What you are asked to do
Give the lines from the one with "target: tree trunk" to the one with "[301,56,332,81]" as a Markdown table with a Row column holding the row number and an Entry column holding the line, skipping blank lines. Leave the pictures out of the answer.

>> Start Material supplied

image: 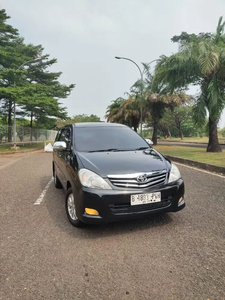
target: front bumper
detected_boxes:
[74,179,185,224]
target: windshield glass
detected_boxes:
[75,126,149,152]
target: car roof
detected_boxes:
[72,122,126,127]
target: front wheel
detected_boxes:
[53,170,62,189]
[66,188,84,227]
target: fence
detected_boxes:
[0,125,57,145]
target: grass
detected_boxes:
[154,145,225,167]
[159,136,225,144]
[0,142,44,154]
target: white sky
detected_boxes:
[0,0,225,127]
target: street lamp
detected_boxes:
[115,56,158,136]
[115,56,144,136]
[13,58,42,148]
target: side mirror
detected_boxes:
[53,141,67,151]
[145,139,153,146]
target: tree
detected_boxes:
[132,64,190,145]
[155,17,225,152]
[0,7,75,141]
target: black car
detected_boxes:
[52,123,185,227]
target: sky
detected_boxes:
[0,0,225,127]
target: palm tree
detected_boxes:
[131,64,190,145]
[155,17,225,152]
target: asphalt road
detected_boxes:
[0,153,225,300]
[157,140,225,150]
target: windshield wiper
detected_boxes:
[135,146,150,150]
[88,148,124,152]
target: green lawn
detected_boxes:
[154,145,225,167]
[0,142,44,153]
[159,136,225,144]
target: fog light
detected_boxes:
[178,197,184,207]
[85,207,99,216]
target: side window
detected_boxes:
[58,128,71,148]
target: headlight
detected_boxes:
[168,164,181,183]
[78,169,112,190]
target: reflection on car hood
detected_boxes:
[77,149,168,177]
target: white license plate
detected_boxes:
[130,192,161,205]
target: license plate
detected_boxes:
[130,192,161,205]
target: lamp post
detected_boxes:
[13,58,41,148]
[115,56,158,136]
[115,56,144,136]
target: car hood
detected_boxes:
[77,149,168,177]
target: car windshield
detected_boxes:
[75,126,149,152]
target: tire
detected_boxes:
[65,188,84,227]
[53,170,62,189]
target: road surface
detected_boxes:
[0,153,225,300]
[157,140,225,150]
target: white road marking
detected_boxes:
[34,178,53,205]
[174,162,225,179]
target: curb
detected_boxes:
[158,140,225,146]
[165,155,225,175]
[0,147,43,155]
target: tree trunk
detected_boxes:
[8,100,13,143]
[179,127,184,140]
[30,112,34,141]
[152,122,158,145]
[207,118,222,152]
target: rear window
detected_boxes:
[74,126,148,152]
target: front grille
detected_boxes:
[108,170,167,189]
[109,197,172,215]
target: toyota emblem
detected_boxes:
[137,174,148,183]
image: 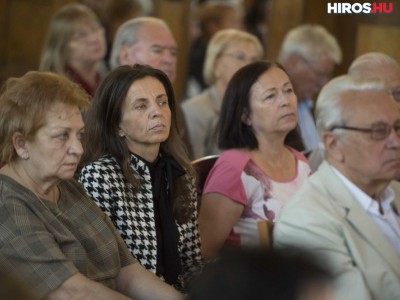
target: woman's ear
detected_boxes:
[12,132,29,159]
[119,46,132,66]
[241,110,252,126]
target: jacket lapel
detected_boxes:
[319,162,400,275]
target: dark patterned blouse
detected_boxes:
[79,154,202,290]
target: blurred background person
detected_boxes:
[79,65,202,289]
[185,0,245,98]
[199,61,311,259]
[39,3,107,96]
[188,248,335,300]
[0,72,183,300]
[308,52,400,172]
[182,29,264,159]
[278,24,342,151]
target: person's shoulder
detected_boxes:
[81,155,120,173]
[182,89,211,109]
[219,149,251,165]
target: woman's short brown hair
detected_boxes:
[0,71,90,163]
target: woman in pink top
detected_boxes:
[199,61,311,259]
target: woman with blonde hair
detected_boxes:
[182,29,263,158]
[39,3,107,96]
[79,65,202,290]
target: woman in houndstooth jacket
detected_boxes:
[79,65,202,290]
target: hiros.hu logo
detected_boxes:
[327,2,393,14]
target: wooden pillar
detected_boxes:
[155,0,190,101]
[266,0,306,60]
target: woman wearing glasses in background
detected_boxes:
[39,3,107,96]
[182,29,263,159]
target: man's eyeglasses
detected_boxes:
[331,123,400,141]
[301,56,332,81]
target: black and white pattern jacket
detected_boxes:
[78,154,202,289]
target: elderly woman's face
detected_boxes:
[119,77,171,157]
[26,103,84,182]
[68,22,106,64]
[214,42,261,86]
[246,67,297,139]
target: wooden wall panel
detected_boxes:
[355,24,400,63]
[155,0,190,101]
[266,0,305,60]
[0,0,75,82]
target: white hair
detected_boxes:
[348,52,400,76]
[315,75,387,141]
[110,17,170,69]
[278,24,342,64]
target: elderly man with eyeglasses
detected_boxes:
[308,52,400,171]
[274,75,400,300]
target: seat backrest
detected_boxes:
[192,154,219,195]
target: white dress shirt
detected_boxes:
[332,167,400,257]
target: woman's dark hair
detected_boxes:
[81,64,195,220]
[216,61,286,150]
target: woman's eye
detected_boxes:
[57,133,68,141]
[285,88,293,94]
[158,100,168,106]
[135,104,146,110]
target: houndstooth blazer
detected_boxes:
[78,154,202,290]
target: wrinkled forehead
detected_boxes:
[340,90,400,124]
[359,64,400,89]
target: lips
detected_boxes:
[281,113,296,119]
[150,124,165,131]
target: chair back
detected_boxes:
[192,154,219,195]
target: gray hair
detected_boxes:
[315,75,387,142]
[278,24,342,64]
[110,17,169,69]
[203,29,264,85]
[348,52,399,76]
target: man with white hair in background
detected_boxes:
[110,17,191,155]
[278,24,342,150]
[273,75,400,300]
[308,52,400,172]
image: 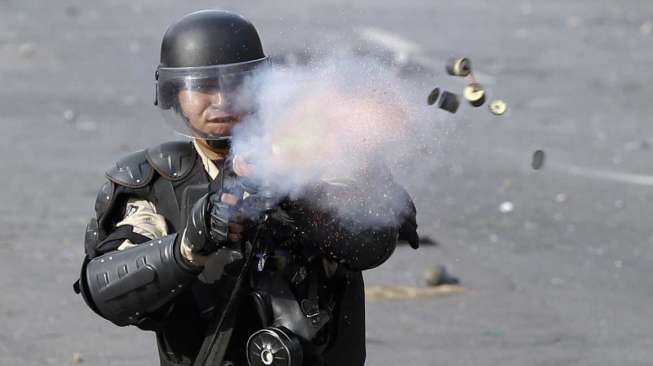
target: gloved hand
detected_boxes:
[180,192,245,266]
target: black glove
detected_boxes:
[185,159,245,255]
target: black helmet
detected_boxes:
[154,10,268,144]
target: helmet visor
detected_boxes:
[156,58,268,140]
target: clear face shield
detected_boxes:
[156,57,269,141]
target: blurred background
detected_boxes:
[0,0,653,366]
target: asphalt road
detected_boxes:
[0,0,653,366]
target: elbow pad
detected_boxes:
[79,234,198,326]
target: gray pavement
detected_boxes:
[0,0,653,366]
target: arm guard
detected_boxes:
[80,234,197,326]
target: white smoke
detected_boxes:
[232,53,443,224]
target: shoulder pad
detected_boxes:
[107,150,154,188]
[95,182,114,218]
[145,141,197,180]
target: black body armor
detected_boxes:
[76,142,408,366]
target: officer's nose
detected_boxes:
[209,89,224,108]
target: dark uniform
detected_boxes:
[75,12,417,366]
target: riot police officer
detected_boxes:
[75,10,417,366]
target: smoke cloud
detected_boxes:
[232,53,444,225]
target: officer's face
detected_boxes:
[179,87,242,136]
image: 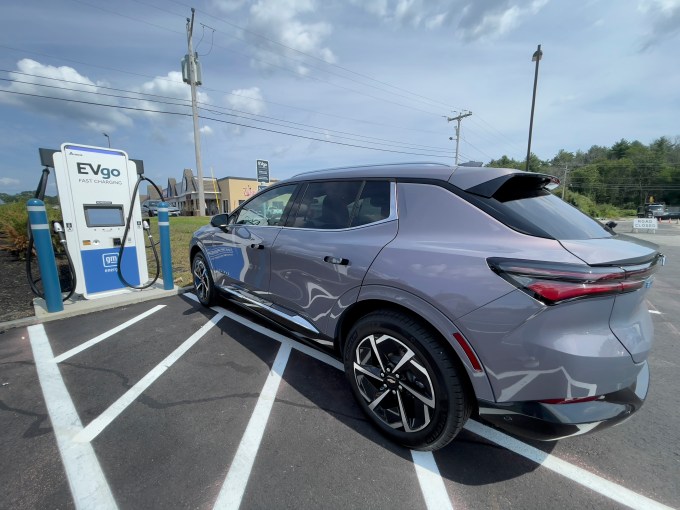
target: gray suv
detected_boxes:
[190,163,664,450]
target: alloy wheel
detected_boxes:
[193,256,211,303]
[353,334,436,432]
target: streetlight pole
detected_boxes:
[446,111,472,166]
[187,7,205,216]
[526,44,543,172]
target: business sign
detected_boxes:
[633,218,658,230]
[257,159,269,182]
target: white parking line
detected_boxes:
[28,324,118,510]
[411,450,453,510]
[465,420,673,510]
[54,305,165,363]
[75,313,224,442]
[213,342,291,510]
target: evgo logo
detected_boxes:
[102,253,118,267]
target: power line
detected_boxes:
[0,89,456,158]
[151,0,455,109]
[0,44,448,135]
[72,0,446,115]
[0,69,451,155]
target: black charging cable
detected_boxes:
[26,167,78,301]
[116,174,163,290]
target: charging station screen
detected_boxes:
[83,205,125,227]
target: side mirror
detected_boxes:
[210,214,227,230]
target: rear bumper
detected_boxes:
[479,362,649,441]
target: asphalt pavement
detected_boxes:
[0,222,680,509]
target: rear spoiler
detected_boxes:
[465,172,560,198]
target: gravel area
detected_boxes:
[0,250,71,322]
[0,250,35,322]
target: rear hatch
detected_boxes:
[450,170,664,363]
[560,235,663,363]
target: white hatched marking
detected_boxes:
[75,313,223,442]
[54,305,165,363]
[213,342,291,510]
[465,420,673,510]
[28,324,118,510]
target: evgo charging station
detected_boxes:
[53,143,148,299]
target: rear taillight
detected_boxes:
[487,257,659,305]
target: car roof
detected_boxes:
[280,163,525,189]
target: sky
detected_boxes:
[0,0,680,194]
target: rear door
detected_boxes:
[270,180,398,333]
[207,184,297,305]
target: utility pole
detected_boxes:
[446,110,472,165]
[187,7,205,216]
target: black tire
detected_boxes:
[344,311,472,450]
[191,252,217,306]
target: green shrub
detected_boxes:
[0,202,61,259]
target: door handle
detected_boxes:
[323,255,349,266]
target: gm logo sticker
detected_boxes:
[102,253,118,267]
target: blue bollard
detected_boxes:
[26,198,64,312]
[157,202,175,290]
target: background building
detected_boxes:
[139,168,275,216]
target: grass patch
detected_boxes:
[146,216,210,287]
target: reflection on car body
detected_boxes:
[190,164,663,449]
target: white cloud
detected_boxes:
[224,87,266,135]
[212,0,247,12]
[245,0,336,75]
[638,0,680,51]
[225,87,266,115]
[351,0,454,30]
[137,71,210,121]
[458,0,548,41]
[351,0,548,37]
[0,58,132,132]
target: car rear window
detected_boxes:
[464,174,612,240]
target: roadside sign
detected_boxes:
[257,159,269,182]
[633,218,659,230]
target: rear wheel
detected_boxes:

>> End Material supplied

Exercise result
| Row | Entry |
|---|---|
| 1 | target: tree trunk |
| 2 | detected_boxes: |
| 3 | [8,100,13,143] |
| 4 | [179,127,184,140] |
| 5 | [30,112,34,141] |
| 6 | [152,122,158,145] |
| 7 | [207,118,222,152] |
| 8 | target: rear window |
| 9 | detected_boxes: |
| 10 | [74,126,148,152] |
| 11 | target: front grille |
| 12 | detected_boxes: |
| 13 | [108,170,167,189] |
| 14 | [109,197,172,215] |
| 15 | target: toyota emblem |
| 16 | detected_boxes: |
| 17 | [137,174,148,183] |
| 18 | image:  |
| 19 | target: woman's ear |
| 20 | detected_boxes: |
| 21 | [12,132,29,159] |
| 22 | [119,46,132,66] |
| 23 | [241,110,252,126] |
| 24 | target: jacket lapel |
| 25 | detected_boxes: |
| 26 | [319,162,400,275] |
| 27 | target: dark patterned blouse |
| 28 | detected_boxes: |
| 29 | [79,154,202,290] |
| 30 | target: blurred background person |
| 31 | detected_boxes: |
| 32 | [79,65,202,289] |
| 33 | [185,0,245,98] |
| 34 | [199,61,311,259] |
| 35 | [39,3,107,96] |
| 36 | [188,248,335,300] |
| 37 | [0,72,183,300] |
| 38 | [308,52,400,172] |
| 39 | [182,29,264,159] |
| 40 | [278,24,342,151] |
| 41 | target: person's shoulder |
| 42 | detected_boxes: |
| 43 | [81,155,120,173] |
| 44 | [182,89,211,109] |
| 45 | [219,149,251,165] |
| 46 | target: woman's short brown hair |
| 47 | detected_boxes: |
| 48 | [0,71,90,163] |
| 49 | target: woman in pink top |
| 50 | detected_boxes: |
| 51 | [199,61,311,259] |
| 52 | target: woman with blonde hair |
| 53 | detected_boxes: |
| 54 | [182,29,263,158] |
| 55 | [39,3,107,96] |
| 56 | [79,65,202,290] |
| 57 | target: woman in houndstooth jacket |
| 58 | detected_boxes: |
| 59 | [79,65,202,290] |
| 60 | target: hiros.hu logo |
| 61 | detected_boxes: |
| 62 | [327,2,393,14] |
| 63 | target: wooden pillar |
| 64 | detected_boxes: |
| 65 | [155,0,190,101] |
| 66 | [266,0,306,60] |
| 67 | target: woman wearing glasses in background |
| 68 | detected_boxes: |
| 69 | [39,3,107,96] |
| 70 | [182,29,263,159] |
| 71 | target: man's eyeglasses |
| 72 | detected_boxes: |
| 73 | [331,123,400,141] |
| 74 | [301,56,332,81] |